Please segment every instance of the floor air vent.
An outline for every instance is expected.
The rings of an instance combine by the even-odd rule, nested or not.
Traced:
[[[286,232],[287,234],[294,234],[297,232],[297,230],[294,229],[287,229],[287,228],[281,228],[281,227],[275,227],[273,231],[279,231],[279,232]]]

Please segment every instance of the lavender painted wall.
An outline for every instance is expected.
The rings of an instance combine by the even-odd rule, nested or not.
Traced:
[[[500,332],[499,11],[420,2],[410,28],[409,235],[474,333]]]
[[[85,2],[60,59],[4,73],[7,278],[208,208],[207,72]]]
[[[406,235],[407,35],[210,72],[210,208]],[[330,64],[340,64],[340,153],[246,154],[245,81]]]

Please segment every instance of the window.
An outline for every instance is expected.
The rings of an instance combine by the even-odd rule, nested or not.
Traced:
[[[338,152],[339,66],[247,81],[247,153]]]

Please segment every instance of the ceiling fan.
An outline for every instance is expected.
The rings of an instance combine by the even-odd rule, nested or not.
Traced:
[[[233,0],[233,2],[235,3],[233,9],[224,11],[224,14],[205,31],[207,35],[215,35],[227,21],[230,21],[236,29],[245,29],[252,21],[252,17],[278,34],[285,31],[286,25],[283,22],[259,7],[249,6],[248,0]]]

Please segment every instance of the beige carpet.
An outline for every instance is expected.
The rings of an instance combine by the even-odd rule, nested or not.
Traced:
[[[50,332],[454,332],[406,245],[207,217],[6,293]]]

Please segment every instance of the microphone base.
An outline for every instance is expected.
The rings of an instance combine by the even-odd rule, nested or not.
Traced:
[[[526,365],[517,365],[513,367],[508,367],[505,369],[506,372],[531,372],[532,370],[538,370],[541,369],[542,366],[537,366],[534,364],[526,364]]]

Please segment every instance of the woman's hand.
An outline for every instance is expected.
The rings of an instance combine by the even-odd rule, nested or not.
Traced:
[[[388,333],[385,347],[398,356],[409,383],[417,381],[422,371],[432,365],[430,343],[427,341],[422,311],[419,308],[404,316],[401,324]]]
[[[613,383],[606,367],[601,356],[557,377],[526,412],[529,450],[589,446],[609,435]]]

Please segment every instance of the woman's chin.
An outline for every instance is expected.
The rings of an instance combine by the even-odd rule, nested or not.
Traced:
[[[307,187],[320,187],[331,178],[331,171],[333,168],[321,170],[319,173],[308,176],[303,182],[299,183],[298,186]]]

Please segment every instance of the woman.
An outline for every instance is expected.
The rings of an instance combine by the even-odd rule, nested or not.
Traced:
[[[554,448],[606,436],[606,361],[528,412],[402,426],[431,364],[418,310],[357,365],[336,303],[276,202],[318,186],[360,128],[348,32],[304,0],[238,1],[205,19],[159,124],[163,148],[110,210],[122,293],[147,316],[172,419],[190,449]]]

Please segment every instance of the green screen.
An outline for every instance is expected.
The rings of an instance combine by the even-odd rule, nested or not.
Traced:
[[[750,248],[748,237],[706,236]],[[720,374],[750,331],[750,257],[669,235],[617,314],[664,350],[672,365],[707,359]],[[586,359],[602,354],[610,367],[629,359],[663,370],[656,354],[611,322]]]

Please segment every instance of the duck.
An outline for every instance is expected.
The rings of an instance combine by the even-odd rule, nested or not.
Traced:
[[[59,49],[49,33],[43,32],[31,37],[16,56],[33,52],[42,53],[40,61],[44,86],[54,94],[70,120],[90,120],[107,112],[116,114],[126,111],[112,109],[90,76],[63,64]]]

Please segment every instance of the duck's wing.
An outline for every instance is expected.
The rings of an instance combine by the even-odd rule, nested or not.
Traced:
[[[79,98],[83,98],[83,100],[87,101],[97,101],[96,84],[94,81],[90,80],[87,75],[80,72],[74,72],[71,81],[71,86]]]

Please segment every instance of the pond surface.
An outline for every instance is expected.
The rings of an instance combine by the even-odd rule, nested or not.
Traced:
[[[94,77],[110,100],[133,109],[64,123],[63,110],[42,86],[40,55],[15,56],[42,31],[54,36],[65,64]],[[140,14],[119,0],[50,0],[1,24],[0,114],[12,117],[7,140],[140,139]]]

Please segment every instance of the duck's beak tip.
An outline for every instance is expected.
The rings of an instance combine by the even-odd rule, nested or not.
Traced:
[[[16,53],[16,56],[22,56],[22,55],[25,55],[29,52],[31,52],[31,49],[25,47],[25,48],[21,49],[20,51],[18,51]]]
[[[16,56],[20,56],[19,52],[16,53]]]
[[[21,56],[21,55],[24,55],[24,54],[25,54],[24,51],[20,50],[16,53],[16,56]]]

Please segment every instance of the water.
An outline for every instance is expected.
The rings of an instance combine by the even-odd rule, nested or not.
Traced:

> [Work instructions]: Among the records, find all lines that include the string "duck" and return them.

> [Task result]:
Please segment every instance of the duck.
Please segment every instance of the duck's wing.
Please segment every instance of the duck's beak tip.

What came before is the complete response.